## What is asked
Please pick out every line in the listing below that contains the word "human" and copy each one.

[Excerpt from the dataset]
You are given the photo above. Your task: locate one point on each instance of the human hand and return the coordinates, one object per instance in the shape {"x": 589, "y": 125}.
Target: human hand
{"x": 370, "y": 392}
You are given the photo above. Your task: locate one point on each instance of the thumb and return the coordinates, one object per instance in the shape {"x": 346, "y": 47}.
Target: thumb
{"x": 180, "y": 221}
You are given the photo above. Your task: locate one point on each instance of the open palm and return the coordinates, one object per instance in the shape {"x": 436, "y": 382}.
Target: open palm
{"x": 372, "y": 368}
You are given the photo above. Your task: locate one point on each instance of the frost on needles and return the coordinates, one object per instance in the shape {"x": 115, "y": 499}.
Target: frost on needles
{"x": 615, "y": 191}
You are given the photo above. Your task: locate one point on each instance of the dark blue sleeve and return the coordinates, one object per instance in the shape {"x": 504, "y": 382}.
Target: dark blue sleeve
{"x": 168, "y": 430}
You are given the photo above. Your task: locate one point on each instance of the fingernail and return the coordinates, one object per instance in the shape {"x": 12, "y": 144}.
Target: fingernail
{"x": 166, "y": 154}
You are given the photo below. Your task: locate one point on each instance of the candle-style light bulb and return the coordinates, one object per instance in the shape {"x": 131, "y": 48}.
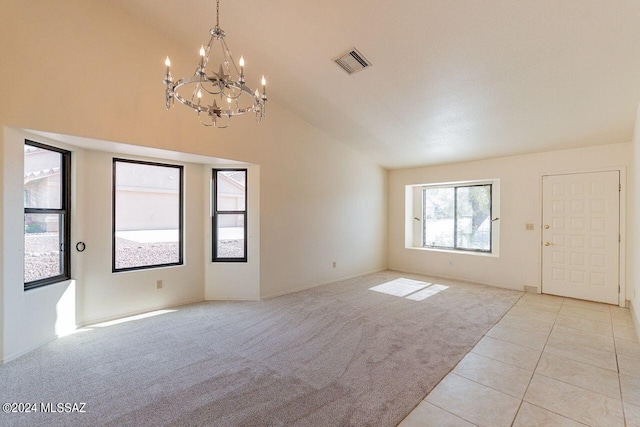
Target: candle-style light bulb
{"x": 167, "y": 76}
{"x": 201, "y": 68}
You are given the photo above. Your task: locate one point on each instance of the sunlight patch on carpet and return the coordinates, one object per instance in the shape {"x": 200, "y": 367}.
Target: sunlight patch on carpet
{"x": 131, "y": 318}
{"x": 410, "y": 289}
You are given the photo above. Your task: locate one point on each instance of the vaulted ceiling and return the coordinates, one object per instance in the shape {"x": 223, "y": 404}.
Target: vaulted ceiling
{"x": 452, "y": 80}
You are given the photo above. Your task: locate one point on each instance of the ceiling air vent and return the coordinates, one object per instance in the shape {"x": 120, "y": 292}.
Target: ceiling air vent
{"x": 352, "y": 61}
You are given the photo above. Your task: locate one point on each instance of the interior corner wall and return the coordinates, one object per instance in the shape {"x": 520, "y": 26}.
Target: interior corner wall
{"x": 2, "y": 244}
{"x": 320, "y": 201}
{"x": 634, "y": 253}
{"x": 518, "y": 264}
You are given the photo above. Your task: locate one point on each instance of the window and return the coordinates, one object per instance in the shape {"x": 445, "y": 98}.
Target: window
{"x": 47, "y": 184}
{"x": 147, "y": 215}
{"x": 460, "y": 217}
{"x": 229, "y": 217}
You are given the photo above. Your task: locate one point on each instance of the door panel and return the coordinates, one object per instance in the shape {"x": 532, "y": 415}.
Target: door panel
{"x": 580, "y": 235}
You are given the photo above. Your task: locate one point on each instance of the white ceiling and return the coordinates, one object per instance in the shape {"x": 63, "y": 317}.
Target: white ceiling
{"x": 452, "y": 80}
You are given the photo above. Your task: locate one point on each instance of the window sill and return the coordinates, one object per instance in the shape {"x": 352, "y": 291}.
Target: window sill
{"x": 493, "y": 254}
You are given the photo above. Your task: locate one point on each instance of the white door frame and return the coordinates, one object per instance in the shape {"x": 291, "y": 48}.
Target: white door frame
{"x": 622, "y": 267}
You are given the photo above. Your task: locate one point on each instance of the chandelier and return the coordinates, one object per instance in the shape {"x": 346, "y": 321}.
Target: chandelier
{"x": 219, "y": 95}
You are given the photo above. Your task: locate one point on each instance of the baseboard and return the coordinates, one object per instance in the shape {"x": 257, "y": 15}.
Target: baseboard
{"x": 230, "y": 299}
{"x": 134, "y": 313}
{"x": 439, "y": 276}
{"x": 315, "y": 285}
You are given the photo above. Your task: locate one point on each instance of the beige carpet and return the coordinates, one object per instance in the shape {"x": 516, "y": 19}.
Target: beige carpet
{"x": 336, "y": 355}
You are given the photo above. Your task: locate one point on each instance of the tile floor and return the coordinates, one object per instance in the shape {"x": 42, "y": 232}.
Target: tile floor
{"x": 550, "y": 361}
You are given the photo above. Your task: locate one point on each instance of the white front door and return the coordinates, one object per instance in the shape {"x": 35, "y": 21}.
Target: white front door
{"x": 581, "y": 235}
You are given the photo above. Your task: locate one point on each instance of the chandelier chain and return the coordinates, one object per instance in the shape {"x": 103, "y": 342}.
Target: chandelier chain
{"x": 221, "y": 93}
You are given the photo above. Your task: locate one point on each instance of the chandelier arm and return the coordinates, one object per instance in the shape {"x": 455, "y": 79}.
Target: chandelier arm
{"x": 228, "y": 82}
{"x": 213, "y": 123}
{"x": 210, "y": 109}
{"x": 227, "y": 52}
{"x": 214, "y": 83}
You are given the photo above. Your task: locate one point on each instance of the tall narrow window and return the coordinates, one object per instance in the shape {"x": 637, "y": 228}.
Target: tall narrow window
{"x": 47, "y": 184}
{"x": 147, "y": 215}
{"x": 229, "y": 215}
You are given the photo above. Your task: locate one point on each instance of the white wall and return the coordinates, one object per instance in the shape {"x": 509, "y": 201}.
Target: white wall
{"x": 87, "y": 69}
{"x": 519, "y": 262}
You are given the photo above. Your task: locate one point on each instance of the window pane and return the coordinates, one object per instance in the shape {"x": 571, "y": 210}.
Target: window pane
{"x": 42, "y": 240}
{"x": 147, "y": 215}
{"x": 230, "y": 236}
{"x": 474, "y": 217}
{"x": 231, "y": 187}
{"x": 42, "y": 171}
{"x": 438, "y": 217}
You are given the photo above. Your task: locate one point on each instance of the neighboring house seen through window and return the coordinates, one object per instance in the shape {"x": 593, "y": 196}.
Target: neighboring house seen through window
{"x": 47, "y": 187}
{"x": 147, "y": 215}
{"x": 229, "y": 217}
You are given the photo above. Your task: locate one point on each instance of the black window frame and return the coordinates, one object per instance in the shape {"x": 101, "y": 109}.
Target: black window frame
{"x": 180, "y": 261}
{"x": 455, "y": 218}
{"x": 216, "y": 213}
{"x": 65, "y": 211}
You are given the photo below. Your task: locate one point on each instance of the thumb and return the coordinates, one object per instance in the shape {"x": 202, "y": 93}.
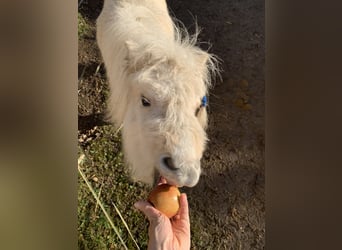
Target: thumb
{"x": 150, "y": 212}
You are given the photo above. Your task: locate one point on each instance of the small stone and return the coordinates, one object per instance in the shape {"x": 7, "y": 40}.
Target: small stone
{"x": 239, "y": 102}
{"x": 247, "y": 106}
{"x": 244, "y": 83}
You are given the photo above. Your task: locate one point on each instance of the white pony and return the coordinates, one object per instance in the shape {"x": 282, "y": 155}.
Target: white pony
{"x": 158, "y": 81}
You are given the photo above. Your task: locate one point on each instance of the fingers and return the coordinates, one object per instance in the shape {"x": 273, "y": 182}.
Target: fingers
{"x": 150, "y": 212}
{"x": 162, "y": 180}
{"x": 184, "y": 207}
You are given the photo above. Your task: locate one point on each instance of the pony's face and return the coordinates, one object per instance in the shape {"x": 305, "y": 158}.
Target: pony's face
{"x": 164, "y": 124}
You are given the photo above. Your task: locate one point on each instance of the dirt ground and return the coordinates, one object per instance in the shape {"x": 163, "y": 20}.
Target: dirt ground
{"x": 229, "y": 200}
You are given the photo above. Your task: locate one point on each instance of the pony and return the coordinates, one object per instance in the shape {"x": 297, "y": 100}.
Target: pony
{"x": 158, "y": 81}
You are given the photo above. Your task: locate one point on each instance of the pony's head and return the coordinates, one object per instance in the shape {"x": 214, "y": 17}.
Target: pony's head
{"x": 165, "y": 118}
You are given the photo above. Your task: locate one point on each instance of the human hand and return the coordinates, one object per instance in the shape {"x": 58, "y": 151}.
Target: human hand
{"x": 165, "y": 233}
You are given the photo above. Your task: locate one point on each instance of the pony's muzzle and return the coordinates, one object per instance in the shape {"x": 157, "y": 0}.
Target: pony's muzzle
{"x": 168, "y": 163}
{"x": 177, "y": 174}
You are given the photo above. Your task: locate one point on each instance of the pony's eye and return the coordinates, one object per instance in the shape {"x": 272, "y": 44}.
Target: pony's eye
{"x": 145, "y": 102}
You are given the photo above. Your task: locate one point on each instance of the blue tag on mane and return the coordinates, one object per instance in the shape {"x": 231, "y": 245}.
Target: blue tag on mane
{"x": 204, "y": 101}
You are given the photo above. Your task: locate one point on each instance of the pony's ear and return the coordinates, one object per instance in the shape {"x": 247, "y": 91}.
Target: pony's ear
{"x": 202, "y": 59}
{"x": 136, "y": 59}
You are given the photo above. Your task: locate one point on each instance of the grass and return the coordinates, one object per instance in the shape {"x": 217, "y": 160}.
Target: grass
{"x": 83, "y": 26}
{"x": 103, "y": 168}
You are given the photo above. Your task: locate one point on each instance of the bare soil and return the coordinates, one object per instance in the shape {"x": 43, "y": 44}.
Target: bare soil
{"x": 229, "y": 200}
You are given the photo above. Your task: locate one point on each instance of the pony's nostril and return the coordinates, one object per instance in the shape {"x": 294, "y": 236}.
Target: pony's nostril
{"x": 168, "y": 162}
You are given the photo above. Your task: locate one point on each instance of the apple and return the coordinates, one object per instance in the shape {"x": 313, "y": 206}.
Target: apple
{"x": 165, "y": 198}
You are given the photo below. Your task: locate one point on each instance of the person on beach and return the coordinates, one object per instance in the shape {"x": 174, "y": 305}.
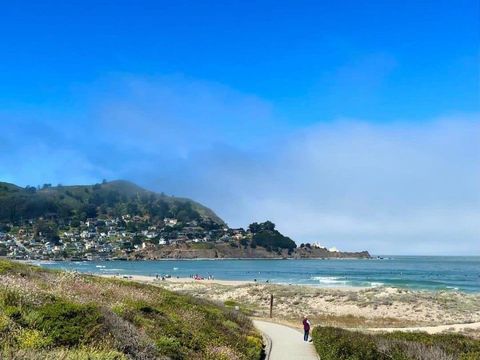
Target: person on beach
{"x": 306, "y": 328}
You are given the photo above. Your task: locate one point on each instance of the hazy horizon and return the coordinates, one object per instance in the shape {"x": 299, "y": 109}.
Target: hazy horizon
{"x": 351, "y": 125}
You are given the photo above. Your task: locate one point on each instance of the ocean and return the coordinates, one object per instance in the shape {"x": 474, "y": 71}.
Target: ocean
{"x": 414, "y": 272}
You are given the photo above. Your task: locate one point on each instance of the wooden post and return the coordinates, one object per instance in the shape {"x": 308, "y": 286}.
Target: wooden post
{"x": 271, "y": 304}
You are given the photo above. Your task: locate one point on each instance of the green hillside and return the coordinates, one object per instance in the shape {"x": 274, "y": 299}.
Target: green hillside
{"x": 115, "y": 198}
{"x": 57, "y": 315}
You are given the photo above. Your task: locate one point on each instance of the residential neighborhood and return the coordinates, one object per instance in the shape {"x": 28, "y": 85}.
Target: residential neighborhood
{"x": 107, "y": 238}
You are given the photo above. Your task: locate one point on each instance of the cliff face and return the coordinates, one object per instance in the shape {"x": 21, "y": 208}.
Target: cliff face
{"x": 225, "y": 251}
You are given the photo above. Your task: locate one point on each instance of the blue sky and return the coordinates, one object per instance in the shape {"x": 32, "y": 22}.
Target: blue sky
{"x": 355, "y": 124}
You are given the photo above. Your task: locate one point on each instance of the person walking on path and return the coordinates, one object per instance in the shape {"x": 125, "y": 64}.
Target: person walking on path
{"x": 306, "y": 328}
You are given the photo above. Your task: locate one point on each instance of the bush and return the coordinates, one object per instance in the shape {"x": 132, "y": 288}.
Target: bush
{"x": 170, "y": 347}
{"x": 338, "y": 344}
{"x": 334, "y": 343}
{"x": 68, "y": 324}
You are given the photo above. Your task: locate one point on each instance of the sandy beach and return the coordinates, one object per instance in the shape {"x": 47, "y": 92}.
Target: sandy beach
{"x": 360, "y": 308}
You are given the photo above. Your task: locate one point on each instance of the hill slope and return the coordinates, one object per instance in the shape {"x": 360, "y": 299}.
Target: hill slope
{"x": 58, "y": 315}
{"x": 113, "y": 198}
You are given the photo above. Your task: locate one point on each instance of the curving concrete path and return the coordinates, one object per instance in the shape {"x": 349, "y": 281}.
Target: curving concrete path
{"x": 286, "y": 343}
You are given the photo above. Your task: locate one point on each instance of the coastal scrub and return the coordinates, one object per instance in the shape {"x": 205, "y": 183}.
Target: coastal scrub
{"x": 50, "y": 314}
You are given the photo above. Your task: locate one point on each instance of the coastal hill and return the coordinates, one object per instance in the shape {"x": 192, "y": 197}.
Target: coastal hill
{"x": 79, "y": 202}
{"x": 120, "y": 220}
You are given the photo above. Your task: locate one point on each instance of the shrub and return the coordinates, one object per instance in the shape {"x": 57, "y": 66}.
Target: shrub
{"x": 334, "y": 343}
{"x": 338, "y": 344}
{"x": 170, "y": 346}
{"x": 32, "y": 339}
{"x": 68, "y": 324}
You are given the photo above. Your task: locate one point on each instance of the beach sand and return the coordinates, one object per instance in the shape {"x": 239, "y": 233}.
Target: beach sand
{"x": 355, "y": 308}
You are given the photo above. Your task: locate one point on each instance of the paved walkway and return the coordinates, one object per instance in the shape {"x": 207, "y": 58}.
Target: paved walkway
{"x": 287, "y": 343}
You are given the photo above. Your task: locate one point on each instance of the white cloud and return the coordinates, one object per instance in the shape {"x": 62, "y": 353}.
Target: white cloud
{"x": 405, "y": 187}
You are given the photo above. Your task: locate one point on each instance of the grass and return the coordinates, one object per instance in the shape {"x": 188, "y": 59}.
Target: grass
{"x": 338, "y": 344}
{"x": 58, "y": 315}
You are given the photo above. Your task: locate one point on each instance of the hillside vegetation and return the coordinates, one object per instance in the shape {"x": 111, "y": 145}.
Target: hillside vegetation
{"x": 115, "y": 198}
{"x": 58, "y": 315}
{"x": 338, "y": 344}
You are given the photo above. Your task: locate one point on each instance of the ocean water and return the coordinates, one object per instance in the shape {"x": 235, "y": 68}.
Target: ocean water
{"x": 414, "y": 272}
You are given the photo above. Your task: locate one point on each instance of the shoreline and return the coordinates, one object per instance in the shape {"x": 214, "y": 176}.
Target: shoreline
{"x": 363, "y": 309}
{"x": 323, "y": 281}
{"x": 188, "y": 280}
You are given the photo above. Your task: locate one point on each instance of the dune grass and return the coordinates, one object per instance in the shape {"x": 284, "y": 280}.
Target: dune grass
{"x": 338, "y": 344}
{"x": 59, "y": 315}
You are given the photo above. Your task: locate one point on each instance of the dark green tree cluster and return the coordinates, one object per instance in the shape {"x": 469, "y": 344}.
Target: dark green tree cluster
{"x": 265, "y": 235}
{"x": 75, "y": 203}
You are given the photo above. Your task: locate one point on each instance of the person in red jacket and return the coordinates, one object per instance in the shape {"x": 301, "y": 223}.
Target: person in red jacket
{"x": 306, "y": 328}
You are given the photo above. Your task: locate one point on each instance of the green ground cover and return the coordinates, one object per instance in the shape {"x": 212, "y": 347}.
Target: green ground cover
{"x": 58, "y": 315}
{"x": 338, "y": 344}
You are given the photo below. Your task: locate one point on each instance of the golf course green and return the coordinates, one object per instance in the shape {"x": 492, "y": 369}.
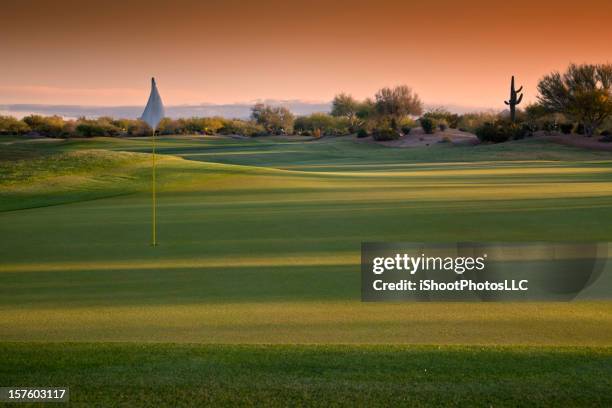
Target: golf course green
{"x": 258, "y": 266}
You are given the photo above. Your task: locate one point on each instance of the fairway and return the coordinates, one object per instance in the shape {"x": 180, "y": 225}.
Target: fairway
{"x": 259, "y": 243}
{"x": 260, "y": 238}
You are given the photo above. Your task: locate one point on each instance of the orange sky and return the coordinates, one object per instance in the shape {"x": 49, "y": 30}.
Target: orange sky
{"x": 451, "y": 52}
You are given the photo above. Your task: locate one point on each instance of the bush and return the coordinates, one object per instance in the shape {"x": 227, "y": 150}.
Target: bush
{"x": 549, "y": 126}
{"x": 11, "y": 126}
{"x": 469, "y": 122}
{"x": 501, "y": 131}
{"x": 566, "y": 128}
{"x": 385, "y": 134}
{"x": 362, "y": 133}
{"x": 428, "y": 125}
{"x": 441, "y": 115}
{"x": 277, "y": 120}
{"x": 242, "y": 128}
{"x": 50, "y": 126}
{"x": 328, "y": 125}
{"x": 96, "y": 127}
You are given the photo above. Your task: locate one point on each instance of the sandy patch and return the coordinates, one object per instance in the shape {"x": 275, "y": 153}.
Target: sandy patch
{"x": 418, "y": 138}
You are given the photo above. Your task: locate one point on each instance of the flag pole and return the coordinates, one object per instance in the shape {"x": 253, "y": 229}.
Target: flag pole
{"x": 154, "y": 198}
{"x": 154, "y": 112}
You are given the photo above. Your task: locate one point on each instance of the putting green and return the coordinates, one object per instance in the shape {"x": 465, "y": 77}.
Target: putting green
{"x": 260, "y": 238}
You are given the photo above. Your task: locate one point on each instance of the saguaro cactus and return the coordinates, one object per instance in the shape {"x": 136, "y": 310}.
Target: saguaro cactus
{"x": 514, "y": 100}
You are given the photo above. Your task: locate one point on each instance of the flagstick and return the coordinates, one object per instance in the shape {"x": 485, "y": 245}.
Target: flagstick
{"x": 154, "y": 201}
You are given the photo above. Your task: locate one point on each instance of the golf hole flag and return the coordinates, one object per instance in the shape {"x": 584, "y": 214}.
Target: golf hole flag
{"x": 154, "y": 111}
{"x": 152, "y": 115}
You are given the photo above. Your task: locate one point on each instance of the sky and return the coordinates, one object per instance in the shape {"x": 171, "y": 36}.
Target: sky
{"x": 225, "y": 51}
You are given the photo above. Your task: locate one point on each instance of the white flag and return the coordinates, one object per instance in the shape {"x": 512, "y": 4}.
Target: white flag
{"x": 154, "y": 111}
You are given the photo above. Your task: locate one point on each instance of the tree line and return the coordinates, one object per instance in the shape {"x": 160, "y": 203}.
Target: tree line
{"x": 578, "y": 100}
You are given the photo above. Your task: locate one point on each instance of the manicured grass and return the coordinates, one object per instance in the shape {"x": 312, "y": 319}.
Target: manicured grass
{"x": 215, "y": 375}
{"x": 259, "y": 243}
{"x": 271, "y": 254}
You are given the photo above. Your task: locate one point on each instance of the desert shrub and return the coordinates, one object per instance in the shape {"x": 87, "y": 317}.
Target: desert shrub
{"x": 428, "y": 125}
{"x": 549, "y": 126}
{"x": 501, "y": 131}
{"x": 328, "y": 125}
{"x": 277, "y": 120}
{"x": 385, "y": 134}
{"x": 469, "y": 122}
{"x": 242, "y": 128}
{"x": 50, "y": 126}
{"x": 12, "y": 126}
{"x": 442, "y": 124}
{"x": 441, "y": 115}
{"x": 96, "y": 127}
{"x": 362, "y": 133}
{"x": 566, "y": 128}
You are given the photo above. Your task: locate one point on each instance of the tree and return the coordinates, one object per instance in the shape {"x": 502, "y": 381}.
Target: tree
{"x": 11, "y": 126}
{"x": 398, "y": 103}
{"x": 583, "y": 93}
{"x": 345, "y": 105}
{"x": 275, "y": 119}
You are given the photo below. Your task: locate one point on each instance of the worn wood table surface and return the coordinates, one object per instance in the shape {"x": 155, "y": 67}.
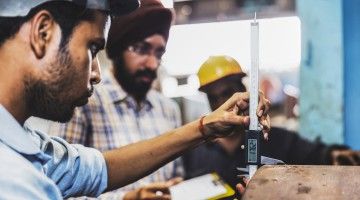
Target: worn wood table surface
{"x": 304, "y": 182}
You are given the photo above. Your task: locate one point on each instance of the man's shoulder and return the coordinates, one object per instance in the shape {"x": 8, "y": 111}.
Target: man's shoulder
{"x": 16, "y": 170}
{"x": 160, "y": 99}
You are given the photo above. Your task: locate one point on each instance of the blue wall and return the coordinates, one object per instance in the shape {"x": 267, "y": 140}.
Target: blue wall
{"x": 322, "y": 70}
{"x": 351, "y": 28}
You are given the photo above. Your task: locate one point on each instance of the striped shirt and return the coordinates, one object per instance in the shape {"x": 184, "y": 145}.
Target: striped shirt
{"x": 113, "y": 119}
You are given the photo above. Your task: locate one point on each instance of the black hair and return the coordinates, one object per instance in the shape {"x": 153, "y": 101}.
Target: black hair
{"x": 66, "y": 14}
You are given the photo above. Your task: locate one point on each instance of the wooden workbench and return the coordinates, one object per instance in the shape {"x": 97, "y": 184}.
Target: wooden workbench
{"x": 304, "y": 182}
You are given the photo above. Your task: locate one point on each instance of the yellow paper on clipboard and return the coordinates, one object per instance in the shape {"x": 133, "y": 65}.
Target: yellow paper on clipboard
{"x": 205, "y": 187}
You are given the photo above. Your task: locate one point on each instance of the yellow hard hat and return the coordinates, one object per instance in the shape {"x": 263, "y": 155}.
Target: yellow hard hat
{"x": 217, "y": 67}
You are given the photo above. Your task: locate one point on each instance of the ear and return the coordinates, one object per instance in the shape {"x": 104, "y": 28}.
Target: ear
{"x": 42, "y": 30}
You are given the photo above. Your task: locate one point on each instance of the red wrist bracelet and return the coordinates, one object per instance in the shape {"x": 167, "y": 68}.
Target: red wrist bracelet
{"x": 201, "y": 128}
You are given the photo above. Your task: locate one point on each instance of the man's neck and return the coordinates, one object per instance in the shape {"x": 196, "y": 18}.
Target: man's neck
{"x": 12, "y": 87}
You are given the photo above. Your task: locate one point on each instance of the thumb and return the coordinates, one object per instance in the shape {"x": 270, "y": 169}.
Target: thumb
{"x": 174, "y": 181}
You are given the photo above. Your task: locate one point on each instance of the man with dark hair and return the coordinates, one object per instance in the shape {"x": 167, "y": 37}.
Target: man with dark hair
{"x": 39, "y": 78}
{"x": 124, "y": 109}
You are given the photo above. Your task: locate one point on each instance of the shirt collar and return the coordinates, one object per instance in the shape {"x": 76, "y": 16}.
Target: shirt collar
{"x": 14, "y": 135}
{"x": 117, "y": 94}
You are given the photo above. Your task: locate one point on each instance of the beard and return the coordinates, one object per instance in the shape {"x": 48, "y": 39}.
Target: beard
{"x": 137, "y": 84}
{"x": 46, "y": 97}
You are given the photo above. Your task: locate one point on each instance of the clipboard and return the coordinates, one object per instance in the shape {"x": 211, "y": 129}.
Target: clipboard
{"x": 205, "y": 187}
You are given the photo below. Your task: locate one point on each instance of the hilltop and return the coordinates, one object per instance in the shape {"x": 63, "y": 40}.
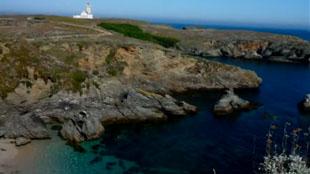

## Written response
You are given the photo above. Your task: locate one point on each instance of the human hand and return the coordinates, one object per instance in the shape {"x": 589, "y": 125}.
Target: human hand
You are given the photo above. Your task: locate one point on each instance of the human hand and return the coordinates, one object per instance in the shape {"x": 58, "y": 151}.
Target: human hand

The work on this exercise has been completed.